• **Exercise description**
Copy the data below from its first line through the line containing "755, 242, 810, 266", both included, and keep the requests and their format samples as they are. Shift every bounding-box coordinate in the answers by -77.

• **Records for the exercise**
#####

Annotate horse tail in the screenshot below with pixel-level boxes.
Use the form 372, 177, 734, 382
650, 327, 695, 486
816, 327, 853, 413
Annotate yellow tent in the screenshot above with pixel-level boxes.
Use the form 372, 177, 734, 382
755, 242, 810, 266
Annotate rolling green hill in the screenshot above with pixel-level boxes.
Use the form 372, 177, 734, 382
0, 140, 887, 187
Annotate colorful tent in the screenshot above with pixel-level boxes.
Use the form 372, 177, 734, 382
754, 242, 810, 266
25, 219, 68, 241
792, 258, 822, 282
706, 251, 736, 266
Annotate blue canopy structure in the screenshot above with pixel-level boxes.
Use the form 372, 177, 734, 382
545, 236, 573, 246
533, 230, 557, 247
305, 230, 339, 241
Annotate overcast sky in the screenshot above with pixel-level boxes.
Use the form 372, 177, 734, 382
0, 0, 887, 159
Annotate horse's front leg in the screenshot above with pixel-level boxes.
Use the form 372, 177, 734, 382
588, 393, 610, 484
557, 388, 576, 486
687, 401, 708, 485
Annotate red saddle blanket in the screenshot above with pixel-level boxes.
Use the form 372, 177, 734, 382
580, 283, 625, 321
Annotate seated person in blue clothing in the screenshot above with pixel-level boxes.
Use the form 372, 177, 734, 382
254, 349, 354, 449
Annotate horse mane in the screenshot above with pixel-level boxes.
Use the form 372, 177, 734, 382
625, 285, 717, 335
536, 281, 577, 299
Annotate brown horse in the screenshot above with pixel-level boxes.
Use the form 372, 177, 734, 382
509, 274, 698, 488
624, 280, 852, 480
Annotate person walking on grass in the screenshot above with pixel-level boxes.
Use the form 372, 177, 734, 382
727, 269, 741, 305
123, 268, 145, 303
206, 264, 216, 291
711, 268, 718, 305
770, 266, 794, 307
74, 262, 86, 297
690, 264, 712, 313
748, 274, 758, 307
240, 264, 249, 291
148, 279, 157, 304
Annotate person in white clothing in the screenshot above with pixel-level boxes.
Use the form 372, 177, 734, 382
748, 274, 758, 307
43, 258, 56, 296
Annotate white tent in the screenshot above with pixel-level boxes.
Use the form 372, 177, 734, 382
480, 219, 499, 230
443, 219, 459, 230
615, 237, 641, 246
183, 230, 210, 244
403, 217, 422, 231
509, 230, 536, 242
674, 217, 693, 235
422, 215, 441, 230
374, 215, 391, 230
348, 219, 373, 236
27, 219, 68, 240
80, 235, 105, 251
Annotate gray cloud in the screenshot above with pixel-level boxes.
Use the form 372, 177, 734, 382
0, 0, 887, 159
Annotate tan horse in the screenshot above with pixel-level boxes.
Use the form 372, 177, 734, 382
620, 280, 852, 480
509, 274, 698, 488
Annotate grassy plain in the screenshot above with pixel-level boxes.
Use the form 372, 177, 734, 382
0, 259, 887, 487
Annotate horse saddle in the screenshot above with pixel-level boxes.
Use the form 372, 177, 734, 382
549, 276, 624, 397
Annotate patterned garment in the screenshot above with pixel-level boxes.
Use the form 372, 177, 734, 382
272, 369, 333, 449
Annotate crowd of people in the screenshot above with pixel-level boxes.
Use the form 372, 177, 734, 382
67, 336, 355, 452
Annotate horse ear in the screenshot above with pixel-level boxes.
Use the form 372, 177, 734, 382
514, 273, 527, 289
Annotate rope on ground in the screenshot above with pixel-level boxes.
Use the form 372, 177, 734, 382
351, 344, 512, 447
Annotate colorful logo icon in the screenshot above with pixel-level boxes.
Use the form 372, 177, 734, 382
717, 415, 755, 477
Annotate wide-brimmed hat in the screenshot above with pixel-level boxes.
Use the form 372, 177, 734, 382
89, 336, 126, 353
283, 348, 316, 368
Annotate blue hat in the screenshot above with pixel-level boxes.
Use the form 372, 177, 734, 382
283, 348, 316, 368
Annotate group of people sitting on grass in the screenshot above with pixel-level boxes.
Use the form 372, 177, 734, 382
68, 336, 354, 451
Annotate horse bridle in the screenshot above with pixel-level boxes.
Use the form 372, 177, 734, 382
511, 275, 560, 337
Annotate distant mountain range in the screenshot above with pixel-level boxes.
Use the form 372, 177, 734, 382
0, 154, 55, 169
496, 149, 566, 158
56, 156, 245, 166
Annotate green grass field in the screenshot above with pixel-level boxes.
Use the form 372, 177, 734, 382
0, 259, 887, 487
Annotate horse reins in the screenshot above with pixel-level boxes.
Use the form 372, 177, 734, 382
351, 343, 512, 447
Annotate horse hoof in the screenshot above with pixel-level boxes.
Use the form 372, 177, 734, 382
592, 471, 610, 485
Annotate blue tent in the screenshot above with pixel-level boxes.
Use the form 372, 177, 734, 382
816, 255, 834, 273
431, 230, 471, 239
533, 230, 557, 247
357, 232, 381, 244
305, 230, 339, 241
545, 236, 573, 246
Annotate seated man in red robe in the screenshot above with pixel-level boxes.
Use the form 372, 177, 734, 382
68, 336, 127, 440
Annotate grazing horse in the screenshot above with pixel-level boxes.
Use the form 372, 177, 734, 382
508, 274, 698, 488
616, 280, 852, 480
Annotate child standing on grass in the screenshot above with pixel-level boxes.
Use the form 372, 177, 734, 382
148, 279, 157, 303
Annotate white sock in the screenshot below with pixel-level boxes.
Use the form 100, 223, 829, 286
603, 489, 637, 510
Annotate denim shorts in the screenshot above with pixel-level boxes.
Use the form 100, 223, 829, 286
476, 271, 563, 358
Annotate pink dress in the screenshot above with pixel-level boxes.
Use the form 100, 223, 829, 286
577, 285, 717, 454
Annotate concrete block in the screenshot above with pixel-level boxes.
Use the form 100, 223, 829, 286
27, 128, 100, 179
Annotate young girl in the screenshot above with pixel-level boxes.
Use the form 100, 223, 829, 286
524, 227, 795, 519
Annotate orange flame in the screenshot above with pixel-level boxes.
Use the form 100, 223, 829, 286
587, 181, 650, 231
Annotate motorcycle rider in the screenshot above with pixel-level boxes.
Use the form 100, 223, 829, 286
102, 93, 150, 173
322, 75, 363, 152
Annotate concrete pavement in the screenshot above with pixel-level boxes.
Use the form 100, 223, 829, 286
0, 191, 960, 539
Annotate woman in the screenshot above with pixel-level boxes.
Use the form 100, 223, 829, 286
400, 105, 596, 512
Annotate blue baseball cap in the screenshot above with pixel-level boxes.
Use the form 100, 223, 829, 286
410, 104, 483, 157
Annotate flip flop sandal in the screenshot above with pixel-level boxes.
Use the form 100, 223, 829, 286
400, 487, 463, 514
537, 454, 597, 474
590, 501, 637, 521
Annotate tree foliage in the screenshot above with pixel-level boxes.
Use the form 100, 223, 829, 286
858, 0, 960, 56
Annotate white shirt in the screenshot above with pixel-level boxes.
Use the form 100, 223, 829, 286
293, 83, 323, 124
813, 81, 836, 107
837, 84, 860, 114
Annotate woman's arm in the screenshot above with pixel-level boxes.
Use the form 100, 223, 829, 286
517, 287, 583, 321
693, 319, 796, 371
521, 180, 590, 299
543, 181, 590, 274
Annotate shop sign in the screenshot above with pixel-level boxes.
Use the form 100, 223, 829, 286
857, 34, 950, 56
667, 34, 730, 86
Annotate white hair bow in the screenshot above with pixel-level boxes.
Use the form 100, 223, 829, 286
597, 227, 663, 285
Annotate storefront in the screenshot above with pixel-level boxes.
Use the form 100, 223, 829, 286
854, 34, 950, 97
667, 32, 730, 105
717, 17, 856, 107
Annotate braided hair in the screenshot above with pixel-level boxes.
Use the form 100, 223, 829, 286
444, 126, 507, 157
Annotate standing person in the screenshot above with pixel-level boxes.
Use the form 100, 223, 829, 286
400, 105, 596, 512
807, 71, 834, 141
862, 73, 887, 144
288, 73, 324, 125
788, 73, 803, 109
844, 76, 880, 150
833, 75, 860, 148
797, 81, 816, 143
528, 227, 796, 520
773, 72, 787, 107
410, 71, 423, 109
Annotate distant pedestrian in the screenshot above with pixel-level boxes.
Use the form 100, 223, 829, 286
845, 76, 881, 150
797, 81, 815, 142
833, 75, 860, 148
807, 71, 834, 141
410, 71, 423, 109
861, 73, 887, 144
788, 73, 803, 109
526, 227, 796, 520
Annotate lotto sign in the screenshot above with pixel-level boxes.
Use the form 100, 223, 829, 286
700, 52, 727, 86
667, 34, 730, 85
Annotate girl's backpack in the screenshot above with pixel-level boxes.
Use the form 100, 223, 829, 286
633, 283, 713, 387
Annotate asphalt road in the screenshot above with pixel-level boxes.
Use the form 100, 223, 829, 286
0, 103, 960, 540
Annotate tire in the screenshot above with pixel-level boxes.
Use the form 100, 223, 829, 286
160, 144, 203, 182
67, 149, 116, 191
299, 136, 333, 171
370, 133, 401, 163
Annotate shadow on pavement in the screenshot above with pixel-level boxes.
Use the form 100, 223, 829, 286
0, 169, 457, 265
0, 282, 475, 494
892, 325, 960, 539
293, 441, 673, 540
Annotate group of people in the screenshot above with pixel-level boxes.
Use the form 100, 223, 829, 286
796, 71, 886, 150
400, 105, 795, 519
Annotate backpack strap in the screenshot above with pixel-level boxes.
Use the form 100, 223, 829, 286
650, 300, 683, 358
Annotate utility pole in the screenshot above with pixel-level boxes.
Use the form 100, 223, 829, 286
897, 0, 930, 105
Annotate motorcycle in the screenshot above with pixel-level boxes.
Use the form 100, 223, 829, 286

#####

• **Result for this exercise**
Annotate horse tail in the screenshot below with pixel-level boxes.
Use the form 372, 177, 734, 382
573, 250, 618, 409
739, 250, 776, 336
Annotate yellow tent in the screenshot above with pixel-level boxes.
Use the form 372, 177, 734, 382
678, 165, 733, 189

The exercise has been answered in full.